Referring expression data
________________________

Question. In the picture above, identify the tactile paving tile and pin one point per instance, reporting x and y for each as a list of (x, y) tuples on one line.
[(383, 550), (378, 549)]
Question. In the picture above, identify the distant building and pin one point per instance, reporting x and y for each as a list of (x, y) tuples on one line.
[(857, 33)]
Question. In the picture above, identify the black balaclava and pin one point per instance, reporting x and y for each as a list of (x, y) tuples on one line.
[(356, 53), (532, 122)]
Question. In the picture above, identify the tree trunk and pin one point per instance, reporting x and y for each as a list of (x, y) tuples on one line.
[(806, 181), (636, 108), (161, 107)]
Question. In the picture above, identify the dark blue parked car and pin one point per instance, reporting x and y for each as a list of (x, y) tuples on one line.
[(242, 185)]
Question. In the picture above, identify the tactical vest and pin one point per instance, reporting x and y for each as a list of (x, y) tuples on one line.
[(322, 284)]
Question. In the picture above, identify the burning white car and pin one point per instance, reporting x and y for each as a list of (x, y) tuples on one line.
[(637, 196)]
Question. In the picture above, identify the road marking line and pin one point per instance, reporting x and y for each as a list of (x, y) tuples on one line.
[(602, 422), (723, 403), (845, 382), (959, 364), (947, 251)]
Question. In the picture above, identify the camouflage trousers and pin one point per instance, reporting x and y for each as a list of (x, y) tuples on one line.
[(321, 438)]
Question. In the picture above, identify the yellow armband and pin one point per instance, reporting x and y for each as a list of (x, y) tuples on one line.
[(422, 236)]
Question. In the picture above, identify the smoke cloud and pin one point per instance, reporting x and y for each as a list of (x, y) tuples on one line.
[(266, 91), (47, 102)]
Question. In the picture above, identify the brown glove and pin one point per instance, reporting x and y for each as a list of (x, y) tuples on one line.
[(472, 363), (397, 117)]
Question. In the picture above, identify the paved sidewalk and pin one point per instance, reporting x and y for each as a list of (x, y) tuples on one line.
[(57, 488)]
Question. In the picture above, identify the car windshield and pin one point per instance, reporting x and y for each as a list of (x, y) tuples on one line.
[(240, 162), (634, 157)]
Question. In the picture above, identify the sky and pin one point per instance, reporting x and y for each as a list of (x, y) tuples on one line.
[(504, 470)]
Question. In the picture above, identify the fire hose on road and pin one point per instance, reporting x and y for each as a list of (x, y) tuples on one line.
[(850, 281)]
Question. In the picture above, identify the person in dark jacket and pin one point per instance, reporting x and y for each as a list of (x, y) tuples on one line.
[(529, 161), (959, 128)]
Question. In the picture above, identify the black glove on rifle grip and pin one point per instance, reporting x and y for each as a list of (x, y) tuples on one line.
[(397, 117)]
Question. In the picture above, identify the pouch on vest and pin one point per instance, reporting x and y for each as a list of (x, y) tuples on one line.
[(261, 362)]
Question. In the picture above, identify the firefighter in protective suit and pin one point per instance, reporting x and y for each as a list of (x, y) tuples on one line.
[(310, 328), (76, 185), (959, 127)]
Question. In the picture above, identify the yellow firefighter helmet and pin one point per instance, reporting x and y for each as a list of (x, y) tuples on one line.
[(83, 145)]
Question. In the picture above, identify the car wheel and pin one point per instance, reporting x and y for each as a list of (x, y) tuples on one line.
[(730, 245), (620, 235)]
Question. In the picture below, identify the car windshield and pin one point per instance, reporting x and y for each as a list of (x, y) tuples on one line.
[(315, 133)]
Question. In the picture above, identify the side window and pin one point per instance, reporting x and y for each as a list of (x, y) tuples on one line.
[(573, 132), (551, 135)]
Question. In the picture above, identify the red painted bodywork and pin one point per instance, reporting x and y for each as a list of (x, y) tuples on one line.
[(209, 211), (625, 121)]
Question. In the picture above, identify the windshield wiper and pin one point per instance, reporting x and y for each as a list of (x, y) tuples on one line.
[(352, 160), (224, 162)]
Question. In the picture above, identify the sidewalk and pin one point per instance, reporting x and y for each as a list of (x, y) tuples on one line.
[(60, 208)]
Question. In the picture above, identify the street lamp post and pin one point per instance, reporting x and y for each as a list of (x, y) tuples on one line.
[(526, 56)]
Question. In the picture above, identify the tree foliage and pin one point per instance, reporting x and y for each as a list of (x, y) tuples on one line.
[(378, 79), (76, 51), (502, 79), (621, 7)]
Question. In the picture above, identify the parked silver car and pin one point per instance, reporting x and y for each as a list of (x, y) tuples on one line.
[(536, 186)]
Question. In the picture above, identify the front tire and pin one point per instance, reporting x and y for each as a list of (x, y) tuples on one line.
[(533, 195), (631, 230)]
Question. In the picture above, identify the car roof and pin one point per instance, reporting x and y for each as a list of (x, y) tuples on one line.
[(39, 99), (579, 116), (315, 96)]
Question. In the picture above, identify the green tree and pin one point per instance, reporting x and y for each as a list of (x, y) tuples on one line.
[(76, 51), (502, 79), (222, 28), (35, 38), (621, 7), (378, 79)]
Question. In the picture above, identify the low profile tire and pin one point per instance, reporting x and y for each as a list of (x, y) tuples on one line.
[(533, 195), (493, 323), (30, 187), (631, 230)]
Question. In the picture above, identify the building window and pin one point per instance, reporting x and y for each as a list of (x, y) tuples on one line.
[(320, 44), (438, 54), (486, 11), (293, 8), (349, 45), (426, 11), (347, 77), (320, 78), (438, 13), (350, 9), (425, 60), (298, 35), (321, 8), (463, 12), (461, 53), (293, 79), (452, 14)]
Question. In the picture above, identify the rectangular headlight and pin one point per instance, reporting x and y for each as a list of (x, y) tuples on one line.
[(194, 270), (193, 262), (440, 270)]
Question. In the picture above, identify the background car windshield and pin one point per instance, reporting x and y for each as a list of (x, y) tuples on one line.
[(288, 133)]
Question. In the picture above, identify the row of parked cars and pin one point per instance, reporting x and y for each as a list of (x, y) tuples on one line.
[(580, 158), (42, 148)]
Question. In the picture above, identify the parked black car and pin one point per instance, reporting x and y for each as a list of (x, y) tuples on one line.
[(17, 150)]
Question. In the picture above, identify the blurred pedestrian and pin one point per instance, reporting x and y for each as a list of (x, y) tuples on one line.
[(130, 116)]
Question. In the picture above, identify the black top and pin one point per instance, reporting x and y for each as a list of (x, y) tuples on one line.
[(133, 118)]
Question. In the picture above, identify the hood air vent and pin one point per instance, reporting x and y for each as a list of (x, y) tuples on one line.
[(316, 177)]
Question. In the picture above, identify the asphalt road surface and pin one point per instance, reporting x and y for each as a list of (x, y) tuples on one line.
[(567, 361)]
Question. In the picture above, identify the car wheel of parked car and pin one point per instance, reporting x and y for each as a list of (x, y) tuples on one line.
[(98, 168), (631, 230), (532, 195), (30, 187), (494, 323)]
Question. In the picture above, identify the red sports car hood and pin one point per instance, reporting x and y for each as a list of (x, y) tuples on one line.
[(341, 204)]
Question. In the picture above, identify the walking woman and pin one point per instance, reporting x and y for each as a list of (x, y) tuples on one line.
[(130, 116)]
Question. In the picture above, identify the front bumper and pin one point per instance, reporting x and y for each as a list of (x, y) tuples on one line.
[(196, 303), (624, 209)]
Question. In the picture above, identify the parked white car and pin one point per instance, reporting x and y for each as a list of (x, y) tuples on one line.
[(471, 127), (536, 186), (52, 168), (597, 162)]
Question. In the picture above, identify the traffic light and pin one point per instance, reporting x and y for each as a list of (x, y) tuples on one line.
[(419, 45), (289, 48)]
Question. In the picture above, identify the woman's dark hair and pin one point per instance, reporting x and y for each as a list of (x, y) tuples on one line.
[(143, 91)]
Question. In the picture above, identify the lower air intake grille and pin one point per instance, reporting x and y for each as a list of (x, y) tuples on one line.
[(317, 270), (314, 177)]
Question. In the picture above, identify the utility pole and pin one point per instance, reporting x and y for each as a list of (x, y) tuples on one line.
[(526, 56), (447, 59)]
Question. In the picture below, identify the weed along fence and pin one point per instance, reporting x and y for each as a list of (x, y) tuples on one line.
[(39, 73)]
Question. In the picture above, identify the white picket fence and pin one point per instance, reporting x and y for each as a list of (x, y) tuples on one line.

________________________

> [Task item] Each line from the one holding "Question. In the picture above, identify the utility" to the end of the entries is to be written out exactly. Skip every line before it.

> [Result of this exercise]
Question. In the picture above, identify the utility pole and pin one point per instance, reporting x and y for each as a list of (x, y) tuples on one line.
[(526, 56), (447, 59)]
Question. In the picture below, identify the weed along fence and pin one point per instance, reporting x and y for each as a list of (x, y) tuples on one line.
[(39, 73)]
Question. In the picture above, identify the white picket fence and pin one point per instance, reporting x and y for each as a list of (x, y) tuples on one line.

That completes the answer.